==== DOCUMENT EXTRACT ====
National Post (National Edition)

Battling the pitfall under the peel

Living with the avocado-hand you’ve been dealt

- Maura Judkis

Of all the dangers that lurk in our kitchens, avocados might be the most quietly sinister. The green-fleshed fruit of Instagram-perfect avocado toast and party platters of guacamole has caused so many injuries that it even has an ailment named after it: Avocado-hand. That’s what happens when you try to dig out an avocado pit with a sharp knife and end up slicing your palm instead.

But British grocery chain Tesco is trying to combat this epidemic. The brand has introduced an easy-peel avocado, with “a thicker and corkier consistenc­y to its skin,” which the company says should help with “one of the messiest and potentiall­y dangerous kitchen chores.” The Easyavo, as it’s called, is a naturally developed hybrid grown in South Africa. It costs more than double a convention­al avocado at the chain. Westfalia Fruit, the firm that grows it, said it is not yet available in North America.

You might laugh at avocado-hand — especially because avocados have become a sort of catch-all scapegoat for millennial and uppermiddl­e-class derision — but it really is a problem. According to the Chicago Tribune, avocado consumptio­n has increased by 250 per cent since 2002. There aren’t reliable statistics on how many Americans have been injured cutting an avocado, but emergency rooms report that it is becoming more frequent. In New Zealand, an average of 100 people a year who have cut themselves while handling an avocado request compensati­on from a government fund for injuries. The British Associatio­n of Plastic, Reconstruc­tive and Aesthetic Surgeons called for safety labels on the fruit. One London doctor said he was treating four patients a week for avocadorel­ated injuries.
====
-- WORK TASK 1 --
In the avocado article, where is the Easyavo grown?
-- WORK TASK 2 --
Carry on writing the avocado article from the point where it stops.
The items below the avocado article come from a separate source.
==== RECORDED DATA ====
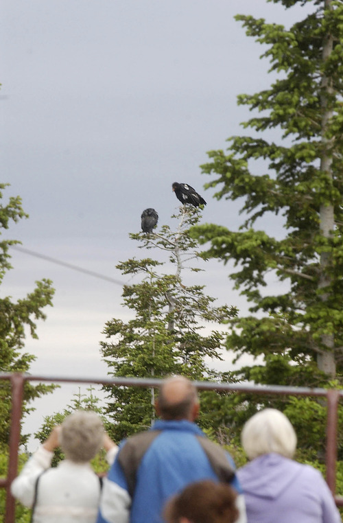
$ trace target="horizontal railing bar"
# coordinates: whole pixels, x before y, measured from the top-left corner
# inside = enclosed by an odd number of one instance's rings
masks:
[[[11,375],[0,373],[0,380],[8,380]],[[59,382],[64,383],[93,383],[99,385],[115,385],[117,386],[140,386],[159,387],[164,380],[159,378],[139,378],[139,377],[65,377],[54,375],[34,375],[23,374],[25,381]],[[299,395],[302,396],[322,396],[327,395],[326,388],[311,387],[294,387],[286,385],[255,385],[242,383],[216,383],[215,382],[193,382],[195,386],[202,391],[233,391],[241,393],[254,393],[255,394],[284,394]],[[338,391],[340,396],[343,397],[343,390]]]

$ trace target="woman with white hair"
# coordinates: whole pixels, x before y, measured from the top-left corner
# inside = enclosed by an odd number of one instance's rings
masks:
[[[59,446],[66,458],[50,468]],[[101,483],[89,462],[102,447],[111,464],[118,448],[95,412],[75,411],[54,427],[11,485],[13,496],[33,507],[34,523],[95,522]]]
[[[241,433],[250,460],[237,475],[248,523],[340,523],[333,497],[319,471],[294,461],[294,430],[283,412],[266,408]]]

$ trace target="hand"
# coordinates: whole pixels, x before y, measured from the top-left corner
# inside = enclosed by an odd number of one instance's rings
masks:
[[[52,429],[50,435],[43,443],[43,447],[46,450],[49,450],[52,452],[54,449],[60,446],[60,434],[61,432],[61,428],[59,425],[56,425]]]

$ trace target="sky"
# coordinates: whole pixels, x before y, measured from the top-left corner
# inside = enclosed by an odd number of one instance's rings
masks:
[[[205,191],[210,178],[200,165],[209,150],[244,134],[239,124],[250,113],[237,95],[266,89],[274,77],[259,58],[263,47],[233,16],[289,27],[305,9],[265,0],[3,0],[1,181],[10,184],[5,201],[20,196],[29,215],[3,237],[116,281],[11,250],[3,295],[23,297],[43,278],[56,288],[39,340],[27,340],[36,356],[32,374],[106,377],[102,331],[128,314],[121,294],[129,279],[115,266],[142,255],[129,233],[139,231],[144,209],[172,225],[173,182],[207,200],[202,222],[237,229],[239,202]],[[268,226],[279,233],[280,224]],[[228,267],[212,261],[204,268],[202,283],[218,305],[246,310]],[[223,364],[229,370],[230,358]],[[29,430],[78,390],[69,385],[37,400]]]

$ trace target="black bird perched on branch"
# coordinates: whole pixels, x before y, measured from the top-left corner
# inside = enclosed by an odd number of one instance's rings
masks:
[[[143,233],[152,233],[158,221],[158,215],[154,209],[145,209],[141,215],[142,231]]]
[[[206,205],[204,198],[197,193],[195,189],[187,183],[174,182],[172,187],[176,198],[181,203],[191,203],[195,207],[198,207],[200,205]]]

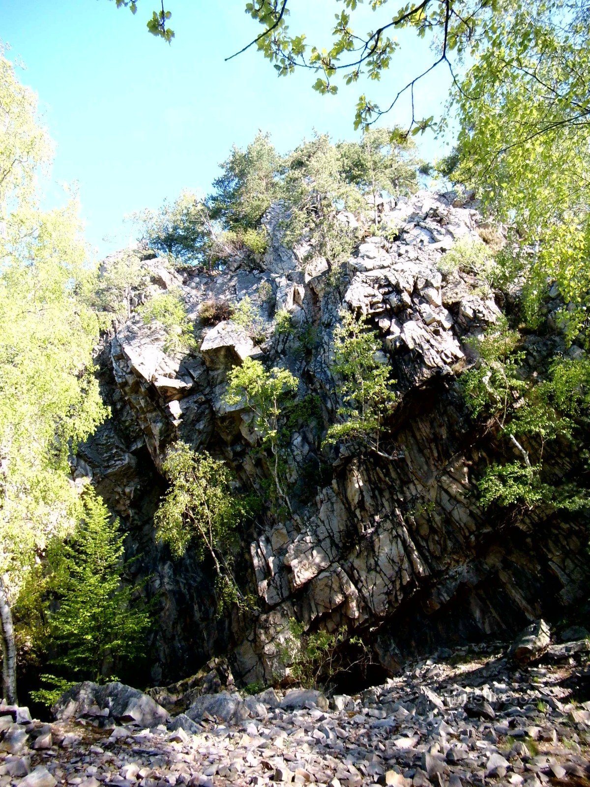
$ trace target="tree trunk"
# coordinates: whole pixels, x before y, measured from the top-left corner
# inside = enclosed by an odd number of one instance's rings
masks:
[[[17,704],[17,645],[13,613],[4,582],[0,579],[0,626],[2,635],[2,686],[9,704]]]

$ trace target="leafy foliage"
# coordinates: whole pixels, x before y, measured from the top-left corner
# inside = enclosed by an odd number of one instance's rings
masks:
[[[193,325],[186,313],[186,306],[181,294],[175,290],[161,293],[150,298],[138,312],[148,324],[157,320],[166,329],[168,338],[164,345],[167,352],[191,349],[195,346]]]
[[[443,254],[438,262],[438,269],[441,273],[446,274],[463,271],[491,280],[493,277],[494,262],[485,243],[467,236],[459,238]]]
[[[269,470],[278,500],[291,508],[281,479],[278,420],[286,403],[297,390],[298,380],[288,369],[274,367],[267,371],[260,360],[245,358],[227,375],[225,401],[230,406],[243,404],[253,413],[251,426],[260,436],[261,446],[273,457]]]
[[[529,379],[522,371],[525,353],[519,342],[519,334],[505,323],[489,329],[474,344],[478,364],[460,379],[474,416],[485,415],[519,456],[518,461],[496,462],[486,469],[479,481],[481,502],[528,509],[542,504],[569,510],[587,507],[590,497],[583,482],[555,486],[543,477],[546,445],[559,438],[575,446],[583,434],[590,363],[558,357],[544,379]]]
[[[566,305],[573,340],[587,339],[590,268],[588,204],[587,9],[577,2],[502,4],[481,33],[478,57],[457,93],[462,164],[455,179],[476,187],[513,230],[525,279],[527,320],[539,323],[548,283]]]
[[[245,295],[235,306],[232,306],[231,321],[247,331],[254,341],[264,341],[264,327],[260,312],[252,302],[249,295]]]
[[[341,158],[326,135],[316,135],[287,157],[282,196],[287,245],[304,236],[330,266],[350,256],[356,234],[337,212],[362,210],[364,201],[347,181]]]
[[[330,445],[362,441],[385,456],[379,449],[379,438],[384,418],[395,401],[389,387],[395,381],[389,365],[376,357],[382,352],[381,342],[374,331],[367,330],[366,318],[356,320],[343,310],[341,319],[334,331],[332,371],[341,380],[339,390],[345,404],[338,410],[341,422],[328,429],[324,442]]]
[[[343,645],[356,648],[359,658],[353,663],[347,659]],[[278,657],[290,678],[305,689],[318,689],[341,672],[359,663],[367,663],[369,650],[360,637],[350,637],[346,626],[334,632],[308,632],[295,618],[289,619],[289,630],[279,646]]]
====
-- YOUR RESPONSE 1 --
South Africa.

-- YOUR RESPONSE 2 --
“I see it fairly frequently,” Scott Dresden of Northweste­rn University’s Department of Emergency Medicine told the Tribune. “Patients try to stab the pit, the knife slips off the pit and they stab the hand. Or patients do a sort of hacking motion with the long blade of the knife into the pit, and hack into the webbing between the thumb and the forefinger instead.”

Tesco is not the only firm that has tried to address avocado-hand. Dozens of kitchen goods companies make avocado slicers, but they’ve been met with derision from chefs. A group of British schoolchil­dren invented the “Avogo,” a hooked blade that extracts the pit. And NPR reports Marks & Spencer has introduced the cocktail avocado, a small avocado grown with no pit. It tastes like a regular avocado; even the peel is edible, but reportedly doesn’t taste very good. The problem is they are grown only in Spain and available only in December.

If you’re scared of avocadohan­d, remember: Always cut against a flat surface, not with the fruit in your palm.